TEKS SUMBER:
►

J. HABBBLUMMINALLAH DIBUKTIKAN SAAT
MELAKSANAKAN HABBLUM MINANNASS
Orang
yang telah menjadikan jiwanya fitrah, atau telah mampu menjadikan jiwanya jiwa
Muthmainnah yang sesuai dengan kehendak Allah SWT adalah orang yang mampu
melaksanakan Habblumminallah (hubungan secara vertikal) yang tercermin di dalam
Habblumminannass (hubungan secara horizontal) yang pada akhirnya diri,
keluarga, masyarakat, bangsa, negara mampu merasakan buah dari hasil kedekatan
kita kepada Allah SWT melalui fitrah dan melalui jiwa muthmainnah sehingga
keberadaan diri kita di tengah masyarakat bukanlah menjadi beban bagi
masyarakat melainkan berkah bagi masyarakat. Sekarang seperti apakah hubungan
dengan Allah SWT (Habblumminallah) itu?
Hubungan
dengan Allah SWT tidak dapat terjadi begitu saja terjadi, Hubungan dengan Allah
SWT tidak dapat begitu saja terjalin dua arah. Hubungan dengan Allah SWT baru
akan dapat terjadi dan memberikan dampak positif kepada diri kita jika: Kita yang kecil wajib menyelaraskan, wajib
menyerasikan, dan wajib menyeimbangkan dengan kondisi dan keadaan Allah SWT
Yang Maha Besar; Kita yang kecil harus berada di dalam ketentuan Allah SWT Yang
Maha Besar; Kita yang kecil harus sesuai dengan Syarat dan Ketentuan yang
dikehendaki oleh Allah SWT Yang Maha Besar; Kita yang kecil jangan pernah
sekalipun meninggalkan Allah SWT Yang Maha Besar; Kita yang kecil jangan pernah
mencoba mengalahkan Allah SWT Yang Maha Besar; Kita yang kecil jangan pernah sekalipun melecehkan Allah SWT Yang Maha Besar; Kita yang kecil
harus selalu berada di dalam gelombang dan siaran yang sama dengan Allah SWT
Yang Maha Besar.

◄

DATA YANG DIBERIKAN:
►

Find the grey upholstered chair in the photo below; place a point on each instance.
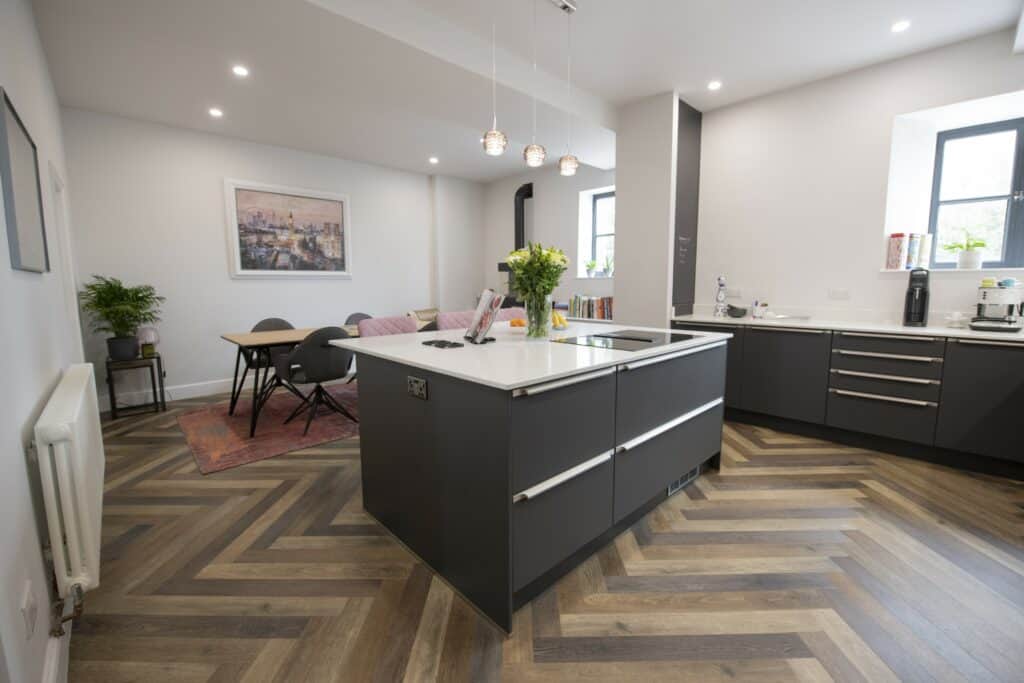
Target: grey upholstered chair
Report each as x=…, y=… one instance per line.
x=314, y=361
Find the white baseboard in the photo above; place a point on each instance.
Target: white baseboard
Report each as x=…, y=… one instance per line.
x=56, y=657
x=174, y=392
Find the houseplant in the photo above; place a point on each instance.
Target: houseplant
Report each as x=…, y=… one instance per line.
x=537, y=270
x=120, y=310
x=969, y=255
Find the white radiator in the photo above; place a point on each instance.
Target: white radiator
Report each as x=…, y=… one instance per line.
x=70, y=444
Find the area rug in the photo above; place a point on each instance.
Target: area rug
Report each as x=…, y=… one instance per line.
x=220, y=441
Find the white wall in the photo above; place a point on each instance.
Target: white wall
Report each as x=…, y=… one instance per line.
x=553, y=219
x=459, y=218
x=645, y=209
x=150, y=208
x=793, y=185
x=38, y=339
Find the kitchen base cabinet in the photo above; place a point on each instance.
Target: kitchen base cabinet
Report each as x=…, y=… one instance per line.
x=982, y=398
x=785, y=373
x=734, y=355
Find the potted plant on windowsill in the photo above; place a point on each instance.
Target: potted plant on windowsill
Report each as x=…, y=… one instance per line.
x=120, y=310
x=537, y=270
x=969, y=254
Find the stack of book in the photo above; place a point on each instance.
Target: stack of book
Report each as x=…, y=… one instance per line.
x=588, y=306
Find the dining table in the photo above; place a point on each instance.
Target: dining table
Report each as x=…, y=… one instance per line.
x=254, y=347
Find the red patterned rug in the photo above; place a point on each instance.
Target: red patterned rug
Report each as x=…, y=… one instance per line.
x=220, y=441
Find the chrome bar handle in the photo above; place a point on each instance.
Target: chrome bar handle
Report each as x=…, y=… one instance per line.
x=974, y=342
x=669, y=356
x=891, y=356
x=558, y=384
x=672, y=424
x=879, y=376
x=558, y=479
x=889, y=399
x=865, y=335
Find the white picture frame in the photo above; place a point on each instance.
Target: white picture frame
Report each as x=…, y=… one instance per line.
x=248, y=263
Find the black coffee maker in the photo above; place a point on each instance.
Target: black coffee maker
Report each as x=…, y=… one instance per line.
x=915, y=305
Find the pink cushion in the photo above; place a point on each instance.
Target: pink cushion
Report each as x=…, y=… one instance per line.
x=377, y=327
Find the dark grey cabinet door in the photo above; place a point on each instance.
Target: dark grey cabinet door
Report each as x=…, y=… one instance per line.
x=734, y=361
x=785, y=373
x=982, y=399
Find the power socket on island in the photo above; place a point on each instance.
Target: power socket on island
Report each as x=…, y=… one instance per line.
x=417, y=387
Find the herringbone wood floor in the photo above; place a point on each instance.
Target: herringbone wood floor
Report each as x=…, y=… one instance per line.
x=800, y=561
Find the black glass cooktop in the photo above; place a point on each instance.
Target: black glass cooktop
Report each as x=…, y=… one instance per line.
x=628, y=340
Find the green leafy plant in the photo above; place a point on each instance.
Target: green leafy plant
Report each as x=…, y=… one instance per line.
x=117, y=308
x=969, y=244
x=537, y=269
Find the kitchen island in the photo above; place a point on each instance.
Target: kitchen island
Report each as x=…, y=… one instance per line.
x=505, y=465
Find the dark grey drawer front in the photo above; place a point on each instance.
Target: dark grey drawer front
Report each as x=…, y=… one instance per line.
x=883, y=418
x=734, y=355
x=558, y=429
x=644, y=470
x=889, y=364
x=785, y=373
x=893, y=385
x=898, y=344
x=548, y=528
x=653, y=394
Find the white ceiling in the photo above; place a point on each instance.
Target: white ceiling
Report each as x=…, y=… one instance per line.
x=396, y=81
x=627, y=49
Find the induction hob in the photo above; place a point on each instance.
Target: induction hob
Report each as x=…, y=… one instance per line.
x=627, y=340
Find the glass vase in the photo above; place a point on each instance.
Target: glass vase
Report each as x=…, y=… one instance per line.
x=538, y=315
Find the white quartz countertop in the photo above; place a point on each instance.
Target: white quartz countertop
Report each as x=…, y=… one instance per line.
x=511, y=361
x=881, y=328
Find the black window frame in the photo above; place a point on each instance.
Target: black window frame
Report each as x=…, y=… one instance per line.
x=1013, y=231
x=593, y=222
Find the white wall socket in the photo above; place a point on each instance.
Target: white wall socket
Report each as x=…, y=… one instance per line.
x=30, y=610
x=839, y=295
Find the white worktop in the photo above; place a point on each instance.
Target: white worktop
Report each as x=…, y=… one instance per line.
x=511, y=361
x=882, y=328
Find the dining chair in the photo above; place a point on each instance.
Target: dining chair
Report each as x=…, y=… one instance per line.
x=378, y=327
x=315, y=361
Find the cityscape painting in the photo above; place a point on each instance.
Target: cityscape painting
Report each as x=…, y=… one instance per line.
x=287, y=231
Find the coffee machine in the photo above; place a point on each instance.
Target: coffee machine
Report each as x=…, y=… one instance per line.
x=915, y=304
x=998, y=309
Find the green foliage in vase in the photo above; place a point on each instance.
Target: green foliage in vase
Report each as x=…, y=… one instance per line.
x=537, y=269
x=117, y=308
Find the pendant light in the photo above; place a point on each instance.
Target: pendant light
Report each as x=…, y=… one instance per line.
x=568, y=164
x=495, y=141
x=535, y=154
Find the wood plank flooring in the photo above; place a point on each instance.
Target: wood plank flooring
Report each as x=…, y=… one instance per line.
x=800, y=561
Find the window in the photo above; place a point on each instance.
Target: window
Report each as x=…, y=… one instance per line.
x=602, y=235
x=978, y=188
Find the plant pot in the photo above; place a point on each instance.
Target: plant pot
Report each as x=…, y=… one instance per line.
x=538, y=315
x=969, y=259
x=122, y=348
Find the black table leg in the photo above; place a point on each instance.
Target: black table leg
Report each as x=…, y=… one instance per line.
x=236, y=383
x=153, y=381
x=257, y=390
x=110, y=389
x=160, y=379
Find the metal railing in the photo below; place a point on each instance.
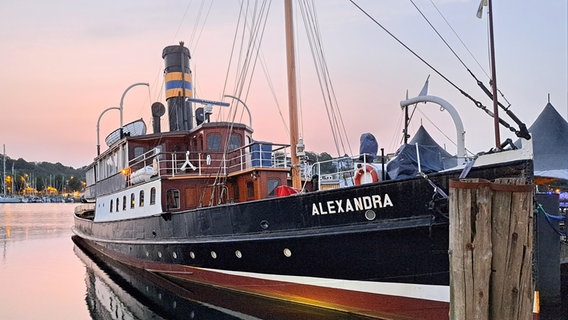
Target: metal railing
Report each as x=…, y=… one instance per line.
x=207, y=163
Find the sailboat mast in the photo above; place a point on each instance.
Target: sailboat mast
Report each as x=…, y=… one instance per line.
x=292, y=99
x=494, y=78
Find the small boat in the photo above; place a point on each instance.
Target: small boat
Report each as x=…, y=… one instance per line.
x=208, y=203
x=6, y=199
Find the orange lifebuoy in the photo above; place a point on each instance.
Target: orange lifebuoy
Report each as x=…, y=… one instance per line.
x=367, y=169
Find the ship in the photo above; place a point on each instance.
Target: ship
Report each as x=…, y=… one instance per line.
x=208, y=203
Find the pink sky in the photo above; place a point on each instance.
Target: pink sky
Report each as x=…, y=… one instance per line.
x=63, y=62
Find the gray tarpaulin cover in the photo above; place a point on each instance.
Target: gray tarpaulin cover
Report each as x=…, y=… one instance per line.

◄

TUGAS: Tulis ulang paragraf dalam teks sumber yang diawali "Hubungan dengan Allah SWT tidak dapat terjadi" menjadi daftar butir yang lebih ringkas tanpa menghilangkan fakta utamanya.

JAWABAN:
Hubungan dengan Allah SWT tidak terjalin begitu saja dan tidak begitu saja berlangsung dua arah. Hubungan itu baru terjadi dan berdampak positif bagi diri kita jika kita yang kecil:
- menyelaraskan, menyerasikan, dan menyeimbangkan diri dengan kondisi dan keadaan Allah SWT Yang Maha Besar;
- berada di dalam ketentuan-Nya;
- sesuai dengan syarat dan ketentuan yang dikehendaki-Nya;
- tidak pernah sekalipun meninggalkan-Nya;
- tidak pernah mencoba mengalahkan-Nya;
- tidak pernah sekalipun melecehkan-Nya;
- selalu berada di dalam gelombang dan siaran yang sama dengan-Nya.